== Article

Bonfire Night Sweets: The History Behind the Tradition

Bonfire Night Sweets: The History Behind the Tradition

There is a particular sensory combination that belongs to the fifth of November, and it starts before the fire is even lit. Cordite from the fireworks. Woodsmoke from a bonfire built in the middle of the street or on the green — the communal grassy space between terraced houses known by different names in different parts of the North (the croft in some areas, the rec in others) — where, in the decades when neighbourhood bonfires were still routine, children spent weeks accumulating pallets, old furniture and anything combustible enough to justify the effort. Then the cold, and the food. A jacket potato wrapped in foil and buried in the embers, retrieved black with soot and eaten with butter that melted faster than you could spread it. A square of dense Yorkshire parkin, sticky and spiced. A piece of treacle toffee that resisted every attempt to bite into it and eventually had to be broken on the garden path with a kitchen hammer.

These are not accidental associations. Across Greater Manchester and the North of England, the specific textures and smells of Bonfire Night are remembered with the same precision as the fireworks themselves. The Manchester Evening News's archive of Greater Manchester readers' memories of November the fifth returns the same details decade after decade: the Guy made from old clothes stuffed with newspaper, wheeled around pubs and busy streets before the night itself in the hope of a penny from passing adults; the sparklers held at arm's length, used to trace names in the dark while the main display was assembled; the jacket potatoes, the parkin, the toffee. These are the tastes of the night. They have their own history — and that history is older than the night itself.

====
== Record list

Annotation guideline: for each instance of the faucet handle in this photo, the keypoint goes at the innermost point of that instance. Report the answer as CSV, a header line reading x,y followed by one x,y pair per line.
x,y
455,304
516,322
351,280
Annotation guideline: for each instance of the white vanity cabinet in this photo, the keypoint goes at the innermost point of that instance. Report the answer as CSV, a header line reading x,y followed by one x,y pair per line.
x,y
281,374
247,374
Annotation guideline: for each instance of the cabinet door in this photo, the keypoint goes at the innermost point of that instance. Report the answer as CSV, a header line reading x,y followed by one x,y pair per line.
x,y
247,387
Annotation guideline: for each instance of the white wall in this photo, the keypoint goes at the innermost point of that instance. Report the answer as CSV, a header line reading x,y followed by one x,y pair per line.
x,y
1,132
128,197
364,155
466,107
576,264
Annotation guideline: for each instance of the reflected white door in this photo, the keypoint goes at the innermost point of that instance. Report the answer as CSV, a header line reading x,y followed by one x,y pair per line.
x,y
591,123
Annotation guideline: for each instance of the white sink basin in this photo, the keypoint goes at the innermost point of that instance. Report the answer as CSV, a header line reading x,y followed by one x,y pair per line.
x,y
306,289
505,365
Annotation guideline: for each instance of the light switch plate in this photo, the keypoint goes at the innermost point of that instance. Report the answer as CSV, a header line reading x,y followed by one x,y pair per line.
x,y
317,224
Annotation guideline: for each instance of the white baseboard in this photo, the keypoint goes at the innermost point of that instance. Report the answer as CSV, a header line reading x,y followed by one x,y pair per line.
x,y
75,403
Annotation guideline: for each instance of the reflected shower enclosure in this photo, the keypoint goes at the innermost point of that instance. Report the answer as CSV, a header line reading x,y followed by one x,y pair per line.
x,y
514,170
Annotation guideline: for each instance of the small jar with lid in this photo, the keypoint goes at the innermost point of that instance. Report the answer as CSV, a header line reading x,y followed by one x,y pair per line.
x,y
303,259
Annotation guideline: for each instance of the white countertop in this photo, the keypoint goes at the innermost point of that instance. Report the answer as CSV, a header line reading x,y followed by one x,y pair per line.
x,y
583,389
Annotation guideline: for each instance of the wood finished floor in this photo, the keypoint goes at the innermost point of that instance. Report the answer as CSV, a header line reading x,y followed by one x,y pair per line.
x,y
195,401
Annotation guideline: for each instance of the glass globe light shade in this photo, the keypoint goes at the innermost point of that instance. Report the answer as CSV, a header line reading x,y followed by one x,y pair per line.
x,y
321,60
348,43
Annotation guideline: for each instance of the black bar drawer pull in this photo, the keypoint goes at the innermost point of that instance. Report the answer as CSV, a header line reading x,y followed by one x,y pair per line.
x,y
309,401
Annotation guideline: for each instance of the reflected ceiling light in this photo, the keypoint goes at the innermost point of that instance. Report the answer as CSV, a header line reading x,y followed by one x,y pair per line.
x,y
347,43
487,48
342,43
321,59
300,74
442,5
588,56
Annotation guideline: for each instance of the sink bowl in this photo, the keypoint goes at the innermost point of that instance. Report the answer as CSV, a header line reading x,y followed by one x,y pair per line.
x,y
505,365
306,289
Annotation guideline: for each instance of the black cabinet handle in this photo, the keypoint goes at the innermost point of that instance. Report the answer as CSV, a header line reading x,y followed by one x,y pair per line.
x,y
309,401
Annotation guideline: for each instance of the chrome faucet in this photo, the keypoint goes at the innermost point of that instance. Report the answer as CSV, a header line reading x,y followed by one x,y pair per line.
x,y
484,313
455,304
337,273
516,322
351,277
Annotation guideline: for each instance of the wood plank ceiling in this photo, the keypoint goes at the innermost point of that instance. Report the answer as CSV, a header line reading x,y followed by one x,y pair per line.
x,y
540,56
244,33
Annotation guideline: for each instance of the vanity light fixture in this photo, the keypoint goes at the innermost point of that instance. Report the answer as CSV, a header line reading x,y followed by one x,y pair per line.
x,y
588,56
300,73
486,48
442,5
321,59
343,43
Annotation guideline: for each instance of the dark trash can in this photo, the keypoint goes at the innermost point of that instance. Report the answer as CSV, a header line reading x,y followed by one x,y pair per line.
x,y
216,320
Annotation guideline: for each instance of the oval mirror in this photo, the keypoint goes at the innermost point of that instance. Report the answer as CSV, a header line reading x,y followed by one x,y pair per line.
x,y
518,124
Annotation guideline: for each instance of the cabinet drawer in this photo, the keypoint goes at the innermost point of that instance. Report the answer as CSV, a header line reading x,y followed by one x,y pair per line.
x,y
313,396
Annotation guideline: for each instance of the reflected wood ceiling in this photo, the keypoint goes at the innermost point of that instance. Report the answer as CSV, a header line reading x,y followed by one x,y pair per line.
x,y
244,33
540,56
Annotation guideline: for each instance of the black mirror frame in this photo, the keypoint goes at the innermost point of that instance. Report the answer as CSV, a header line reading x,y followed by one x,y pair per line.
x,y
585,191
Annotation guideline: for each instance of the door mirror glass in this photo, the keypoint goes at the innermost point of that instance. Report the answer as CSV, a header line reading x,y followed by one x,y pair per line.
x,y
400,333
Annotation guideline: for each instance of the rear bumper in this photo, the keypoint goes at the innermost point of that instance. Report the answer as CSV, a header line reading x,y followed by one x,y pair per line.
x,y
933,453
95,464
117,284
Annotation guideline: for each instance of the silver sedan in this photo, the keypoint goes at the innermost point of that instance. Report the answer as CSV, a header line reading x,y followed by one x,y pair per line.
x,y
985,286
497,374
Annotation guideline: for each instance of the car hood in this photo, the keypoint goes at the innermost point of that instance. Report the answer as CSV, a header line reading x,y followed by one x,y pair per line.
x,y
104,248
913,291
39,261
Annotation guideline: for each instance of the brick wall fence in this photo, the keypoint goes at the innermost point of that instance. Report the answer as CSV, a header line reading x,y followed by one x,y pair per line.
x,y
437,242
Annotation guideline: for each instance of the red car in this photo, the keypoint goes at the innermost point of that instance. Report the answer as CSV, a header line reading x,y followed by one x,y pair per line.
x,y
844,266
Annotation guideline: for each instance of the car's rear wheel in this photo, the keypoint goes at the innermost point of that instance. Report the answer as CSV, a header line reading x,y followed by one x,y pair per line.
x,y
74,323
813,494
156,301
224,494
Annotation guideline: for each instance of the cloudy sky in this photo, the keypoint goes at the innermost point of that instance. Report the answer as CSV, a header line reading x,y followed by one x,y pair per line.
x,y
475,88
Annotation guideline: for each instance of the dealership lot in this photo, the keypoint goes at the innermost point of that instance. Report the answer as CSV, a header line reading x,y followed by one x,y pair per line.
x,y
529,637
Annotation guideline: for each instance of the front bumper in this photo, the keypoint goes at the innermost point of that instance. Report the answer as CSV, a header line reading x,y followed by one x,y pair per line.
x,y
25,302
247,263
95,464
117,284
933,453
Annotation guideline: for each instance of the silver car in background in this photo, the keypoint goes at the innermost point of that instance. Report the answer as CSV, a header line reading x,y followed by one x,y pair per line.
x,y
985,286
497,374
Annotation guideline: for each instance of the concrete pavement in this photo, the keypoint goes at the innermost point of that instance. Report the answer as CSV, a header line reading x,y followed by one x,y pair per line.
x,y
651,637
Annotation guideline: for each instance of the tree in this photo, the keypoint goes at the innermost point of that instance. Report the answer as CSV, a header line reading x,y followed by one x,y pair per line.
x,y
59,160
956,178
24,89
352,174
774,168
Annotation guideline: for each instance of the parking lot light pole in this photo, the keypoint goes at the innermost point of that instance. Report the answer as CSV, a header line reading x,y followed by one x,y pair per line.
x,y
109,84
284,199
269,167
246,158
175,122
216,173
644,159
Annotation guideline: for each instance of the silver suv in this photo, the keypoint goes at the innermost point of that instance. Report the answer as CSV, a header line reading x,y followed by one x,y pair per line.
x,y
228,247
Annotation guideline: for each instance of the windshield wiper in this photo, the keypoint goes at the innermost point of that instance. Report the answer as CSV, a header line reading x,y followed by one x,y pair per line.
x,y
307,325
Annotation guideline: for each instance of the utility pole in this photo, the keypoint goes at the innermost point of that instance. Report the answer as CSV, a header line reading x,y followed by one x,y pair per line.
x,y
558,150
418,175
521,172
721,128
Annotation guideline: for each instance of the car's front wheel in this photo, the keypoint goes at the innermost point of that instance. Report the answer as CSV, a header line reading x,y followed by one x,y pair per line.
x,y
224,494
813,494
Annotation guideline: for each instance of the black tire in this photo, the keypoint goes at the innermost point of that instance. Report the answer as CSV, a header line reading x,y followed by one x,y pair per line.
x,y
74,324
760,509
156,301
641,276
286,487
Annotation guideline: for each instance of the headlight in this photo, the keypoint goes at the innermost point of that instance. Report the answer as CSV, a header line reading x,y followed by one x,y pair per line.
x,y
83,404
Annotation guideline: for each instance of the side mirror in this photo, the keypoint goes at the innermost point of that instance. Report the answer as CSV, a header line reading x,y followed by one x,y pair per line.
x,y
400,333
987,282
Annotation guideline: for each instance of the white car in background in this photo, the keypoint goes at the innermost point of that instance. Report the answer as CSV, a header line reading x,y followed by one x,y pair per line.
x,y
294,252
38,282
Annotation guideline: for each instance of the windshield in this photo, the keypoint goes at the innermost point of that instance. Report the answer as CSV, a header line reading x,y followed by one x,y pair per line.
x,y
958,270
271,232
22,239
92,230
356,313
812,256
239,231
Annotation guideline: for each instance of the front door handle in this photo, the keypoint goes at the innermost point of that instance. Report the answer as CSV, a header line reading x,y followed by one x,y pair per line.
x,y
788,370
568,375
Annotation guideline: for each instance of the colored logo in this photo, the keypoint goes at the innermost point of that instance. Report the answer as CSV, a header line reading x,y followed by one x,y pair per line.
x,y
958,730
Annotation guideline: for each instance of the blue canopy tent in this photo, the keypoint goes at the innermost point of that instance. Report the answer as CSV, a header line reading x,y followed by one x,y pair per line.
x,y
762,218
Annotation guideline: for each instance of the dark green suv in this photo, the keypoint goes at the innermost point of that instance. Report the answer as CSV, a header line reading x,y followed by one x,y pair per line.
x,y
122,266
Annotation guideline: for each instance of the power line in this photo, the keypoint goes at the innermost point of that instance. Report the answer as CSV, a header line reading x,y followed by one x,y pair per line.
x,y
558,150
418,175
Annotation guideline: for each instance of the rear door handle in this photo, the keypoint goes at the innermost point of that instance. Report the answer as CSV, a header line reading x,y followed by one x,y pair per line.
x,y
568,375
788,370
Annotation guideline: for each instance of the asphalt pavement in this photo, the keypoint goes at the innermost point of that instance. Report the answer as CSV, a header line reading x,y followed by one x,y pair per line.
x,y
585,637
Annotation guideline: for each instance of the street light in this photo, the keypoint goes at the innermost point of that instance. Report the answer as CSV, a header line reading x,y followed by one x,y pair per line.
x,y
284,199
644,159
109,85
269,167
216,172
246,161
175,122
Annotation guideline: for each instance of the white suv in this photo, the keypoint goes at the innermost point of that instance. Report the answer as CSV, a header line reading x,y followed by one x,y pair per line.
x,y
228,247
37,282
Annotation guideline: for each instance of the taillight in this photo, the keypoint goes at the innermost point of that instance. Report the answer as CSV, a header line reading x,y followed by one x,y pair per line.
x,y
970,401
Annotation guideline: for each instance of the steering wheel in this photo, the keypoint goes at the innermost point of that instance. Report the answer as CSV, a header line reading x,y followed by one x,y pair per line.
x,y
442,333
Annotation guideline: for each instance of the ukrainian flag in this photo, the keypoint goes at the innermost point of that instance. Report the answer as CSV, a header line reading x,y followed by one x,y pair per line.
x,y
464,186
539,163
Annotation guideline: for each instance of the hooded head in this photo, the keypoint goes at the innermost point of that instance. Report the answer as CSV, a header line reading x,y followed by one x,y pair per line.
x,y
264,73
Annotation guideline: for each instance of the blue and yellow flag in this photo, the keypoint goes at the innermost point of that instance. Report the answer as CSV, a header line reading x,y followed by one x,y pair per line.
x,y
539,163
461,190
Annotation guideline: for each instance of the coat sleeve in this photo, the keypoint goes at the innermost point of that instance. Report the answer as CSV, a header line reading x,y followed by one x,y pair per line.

====

→ **Brief A**: List the details that the Bonfire Night sweets article says the Manchester Evening News archive of readers' memories returns decade after decade.
→ **Brief B**: Reproduce everything in the Bonfire Night sweets article from "These are not" down to "the night itself.", word for word.
The data above is separate material and has no connection to the Bonfire Night sweets article.

→ **Complete response A**:
- The Guy made from old clothes stuffed with newspaper, wheeled around pubs and busy streets before the night itself in the hope of a penny from passing adults
- The sparklers held at arm's length, used to trace names in the dark while the main display was assembled
- The jacket potatoes
- The parkin
- The toffee

→ **Complete response B**:
These are not accidental associations. Across Greater Manchester and the North of England, the specific textures and smells of Bonfire Night are remembered with the same precision as the fireworks themselves. The Manchester Evening News's archive of Greater Manchester readers' memories of November the fifth returns the same details decade after decade: the Guy made from old clothes stuffed with newspaper, wheeled around pubs and busy streets before the night itself in the hope of a penny from passing adults; the sparklers held at arm's length, used to trace names in the dark while the main display was assembled; the jacket potatoes, the parkin, the toffee. These are the tastes of the night. They have their own history — and that history is older than the night itself.